-- Supplied records follows --

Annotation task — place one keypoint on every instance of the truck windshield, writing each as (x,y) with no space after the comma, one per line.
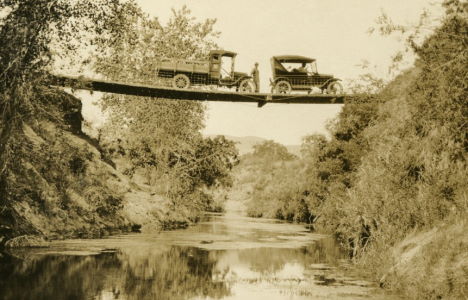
(226,66)
(312,67)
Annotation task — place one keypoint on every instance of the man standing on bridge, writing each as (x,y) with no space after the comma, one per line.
(256,77)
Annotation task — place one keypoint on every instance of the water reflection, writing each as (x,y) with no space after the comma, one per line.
(156,266)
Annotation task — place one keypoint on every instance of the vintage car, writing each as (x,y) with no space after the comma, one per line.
(299,73)
(217,70)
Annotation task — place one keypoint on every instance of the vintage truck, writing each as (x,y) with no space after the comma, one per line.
(218,70)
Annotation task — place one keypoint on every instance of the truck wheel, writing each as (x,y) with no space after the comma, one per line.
(181,81)
(335,88)
(283,87)
(246,86)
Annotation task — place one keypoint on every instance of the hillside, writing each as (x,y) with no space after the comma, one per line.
(245,144)
(62,185)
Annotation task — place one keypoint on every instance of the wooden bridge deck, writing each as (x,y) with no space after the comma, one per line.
(192,94)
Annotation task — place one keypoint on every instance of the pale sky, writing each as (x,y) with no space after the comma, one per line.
(332,31)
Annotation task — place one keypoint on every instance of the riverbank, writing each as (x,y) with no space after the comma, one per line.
(63,185)
(221,257)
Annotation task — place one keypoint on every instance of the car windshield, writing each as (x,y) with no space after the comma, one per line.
(294,67)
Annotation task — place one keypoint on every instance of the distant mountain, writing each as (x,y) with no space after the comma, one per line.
(245,144)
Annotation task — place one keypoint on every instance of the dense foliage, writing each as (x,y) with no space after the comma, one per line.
(161,138)
(395,162)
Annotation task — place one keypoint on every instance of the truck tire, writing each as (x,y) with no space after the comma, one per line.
(246,86)
(283,87)
(181,81)
(335,88)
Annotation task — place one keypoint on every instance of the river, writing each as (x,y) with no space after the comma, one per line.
(222,257)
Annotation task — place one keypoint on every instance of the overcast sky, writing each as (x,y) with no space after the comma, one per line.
(332,31)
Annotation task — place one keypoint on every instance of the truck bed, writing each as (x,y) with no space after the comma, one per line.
(185,66)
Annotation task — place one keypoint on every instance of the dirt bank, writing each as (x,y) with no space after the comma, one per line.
(62,185)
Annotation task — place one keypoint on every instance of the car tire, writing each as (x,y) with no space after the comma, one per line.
(181,81)
(283,87)
(246,86)
(335,88)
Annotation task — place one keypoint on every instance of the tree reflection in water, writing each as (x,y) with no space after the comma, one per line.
(178,273)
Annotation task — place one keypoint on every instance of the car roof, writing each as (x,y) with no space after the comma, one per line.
(294,58)
(223,53)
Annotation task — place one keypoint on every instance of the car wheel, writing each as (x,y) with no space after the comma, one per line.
(283,87)
(181,81)
(246,86)
(335,88)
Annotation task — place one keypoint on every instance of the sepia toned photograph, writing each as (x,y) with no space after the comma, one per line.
(233,150)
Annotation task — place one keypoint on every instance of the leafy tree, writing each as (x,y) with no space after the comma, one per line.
(162,137)
(34,35)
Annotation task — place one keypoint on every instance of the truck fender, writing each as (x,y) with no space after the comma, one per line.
(326,83)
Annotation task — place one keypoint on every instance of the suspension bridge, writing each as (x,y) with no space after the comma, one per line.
(145,90)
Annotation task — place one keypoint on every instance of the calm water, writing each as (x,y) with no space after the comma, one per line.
(224,257)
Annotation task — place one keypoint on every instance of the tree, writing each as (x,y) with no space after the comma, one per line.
(162,137)
(34,35)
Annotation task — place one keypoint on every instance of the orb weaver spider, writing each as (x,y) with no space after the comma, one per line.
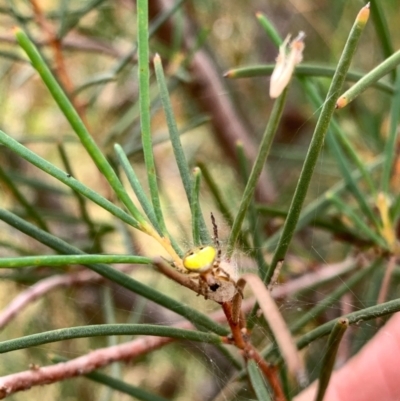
(204,263)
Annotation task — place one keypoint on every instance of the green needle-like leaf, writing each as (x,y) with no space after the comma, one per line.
(112,274)
(317,141)
(257,381)
(259,163)
(47,337)
(76,123)
(144,101)
(330,355)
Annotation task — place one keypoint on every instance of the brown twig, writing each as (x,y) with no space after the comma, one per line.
(61,69)
(44,286)
(103,357)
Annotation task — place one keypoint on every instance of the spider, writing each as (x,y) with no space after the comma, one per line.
(205,262)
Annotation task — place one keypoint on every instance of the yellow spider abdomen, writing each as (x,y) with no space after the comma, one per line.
(200,260)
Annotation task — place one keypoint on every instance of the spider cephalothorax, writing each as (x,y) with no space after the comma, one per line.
(204,262)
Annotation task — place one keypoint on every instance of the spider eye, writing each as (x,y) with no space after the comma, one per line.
(200,260)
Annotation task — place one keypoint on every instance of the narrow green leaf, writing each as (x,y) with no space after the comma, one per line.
(257,381)
(136,186)
(256,234)
(317,205)
(173,129)
(269,29)
(328,362)
(144,101)
(382,28)
(317,141)
(69,333)
(66,179)
(61,260)
(368,79)
(21,199)
(259,163)
(390,146)
(112,274)
(357,221)
(84,214)
(303,70)
(76,123)
(333,297)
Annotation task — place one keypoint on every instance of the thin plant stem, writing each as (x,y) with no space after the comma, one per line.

-- Supplied records concluded --

▶ Exercise goal
Where the data contains an image, skip the image and copy everything else exactly as it appears.

▶ Exercise solution
Annotation task — place one keypoint on every instance of the truck windshield, writing each as (x,y) with no space after the comma, one per line.
(226,66)
(312,67)
Annotation task — place one keypoint on every instance of the man standing on bridge, writing each as (x,y) with no space after the comma, one per line.
(256,77)
Annotation task — place one keypoint on every instance of the water reflection, writing each as (x,y) with no space after the comma, one per line.
(156,266)
Annotation task — place one keypoint on every instance of the vintage car, writing each as (x,y) with no space after the comma, one per line.
(299,73)
(217,70)
Annotation task — place one keypoint on every instance of the vintage truck, writing each as (x,y) with no space after the comma, one per line.
(218,70)
Annotation task — place one keypoint on every instance of the truck wheel, writing each as (x,y) with no space after the comma, one per line.
(181,81)
(335,88)
(283,87)
(246,86)
Annotation task — place one keypoint on every instance of the hillside, writing each as (x,y) with no space after the comma, one per line.
(245,144)
(62,185)
Annotation task — place one keypoint on every instance of the wooden bridge deck, writing each as (x,y) with no space after the comma, one per line.
(192,94)
Annotation task — place one keypoint on every instance of the pale sky, writing each as (x,y) with no space after the comma, one per line.
(332,31)
Annotation task — place one keypoint on every instance of the riverbank, writing each as (x,y) with no space after the comma, one per line.
(63,185)
(221,257)
Annotation task — place one keypoint on every instance of the car windshield, writing each as (x,y) with no space after the comma, one per line.
(294,67)
Annotation task — place one keypoint on every instance of the distant mountain, writing each as (x,y) with no space after the comma, one per line.
(245,144)
Annotation task — place one keypoint on every instance of the dense foliage, writing each as (x,y) with no space after the comma, one per line.
(161,138)
(395,162)
Annotation task — place one keypoint on every instance of the truck tire, writing each as (x,y) with no space after the comma, one per line.
(246,86)
(283,87)
(181,81)
(335,88)
Annotation task — place one keypoint on every instance of the river, writing each as (x,y) with no space after the comma, one per line.
(222,257)
Annotation task — place one keypoint on every instance of the overcast sky, writing each as (x,y) with no space after the comma, one per line.
(332,31)
Annotation task — place one keypoint on every instance of the truck bed, writing each as (x,y) with no space after the comma, one per line.
(185,66)
Annotation task — place one keypoint on every instance of the dirt bank, writing each as (x,y) with no space after the comma, one per line.
(62,185)
Annotation task — place one keypoint on every instance of the car tire, writing each as (x,y) with no space after the comma, one per line.
(181,81)
(283,87)
(246,86)
(335,88)
Annotation task — place one keypoint on every instance of the tree reflection in water, writing each as (x,y) with no space after the comma, one per line.
(178,273)
Annotation task — place one keypoint on every instance of the car roof, writing each as (x,y) with no space after the comma, one per line.
(294,58)
(223,53)
Annotation task — place one keypoint on every instance of the car wheel, writing each as (x,y) with no space after the comma, one per line.
(283,87)
(181,81)
(246,86)
(335,88)
Annotation task — place one keypoint on every instance of the sepia toned photograph, writing each as (x,y) with no space after the comma, one per line.
(233,150)
Annotation task — place one keypoint on every instance of the leafy tree, writing each as (x,y) with no space after the comma, one per line.
(162,137)
(34,35)
Annotation task — place one keypoint on every instance of the truck fender, writing each as (x,y) with no space after the comma, one per line.
(326,83)
Annotation task — place one keypoint on every instance of the suspension bridge, writing each as (x,y) with no space after the comma, one per line.
(145,90)
Annotation task — place one keypoint on every instance of the calm water, writing each as (x,y) with no space after the comma, one per line.
(224,257)
Annotation task — place one keypoint on every instance of the tree, writing each as (x,y) with no space after the comma, one per line.
(162,137)
(34,35)
Annotation task — place one keypoint on every instance of the orb weaver spider, writing each as (x,y) with no space after the comma, one per line.
(204,263)
Annotation task — place one keypoint on every instance of the green needle-like leaf, writing each as (x,y) with no space after the comma, one per line.
(112,274)
(317,141)
(257,381)
(259,163)
(47,337)
(76,123)
(144,101)
(330,355)
Annotation task — place one keypoint on every instance of the brown twig, writing each as (x,y) with no space after the comma, one per line.
(61,69)
(44,286)
(103,357)
Annotation task — place one keypoint on every instance of the spider, writing each as (x,y) with no space after the comma, one per line.
(205,262)
Annotation task — place one keypoint on every instance of the yellow spider abdomen, writing each as (x,y) with no space after the comma, one per line.
(200,260)
Annotation task — place one keypoint on every instance of the spider cephalothorax, writing each as (x,y) with no space after the comma, one per line.
(204,262)
Annotation task — place one keypoint on every instance of the spider eye, writing each as (x,y) with no space after the comma, one per line.
(200,260)
Annotation task — place one keypoint on every instance of the narrow green leaf, writing each as (x,y) with no space after the comma, one per line.
(257,381)
(136,186)
(256,234)
(317,205)
(173,129)
(269,29)
(328,362)
(144,101)
(382,28)
(317,141)
(69,333)
(66,179)
(61,260)
(368,79)
(21,199)
(259,163)
(390,146)
(112,274)
(357,221)
(84,214)
(303,70)
(76,123)
(333,297)
Annotation task — place one keypoint on every instance of the thin plant stem, writing each as (x,y) with no space after the comma, one per line.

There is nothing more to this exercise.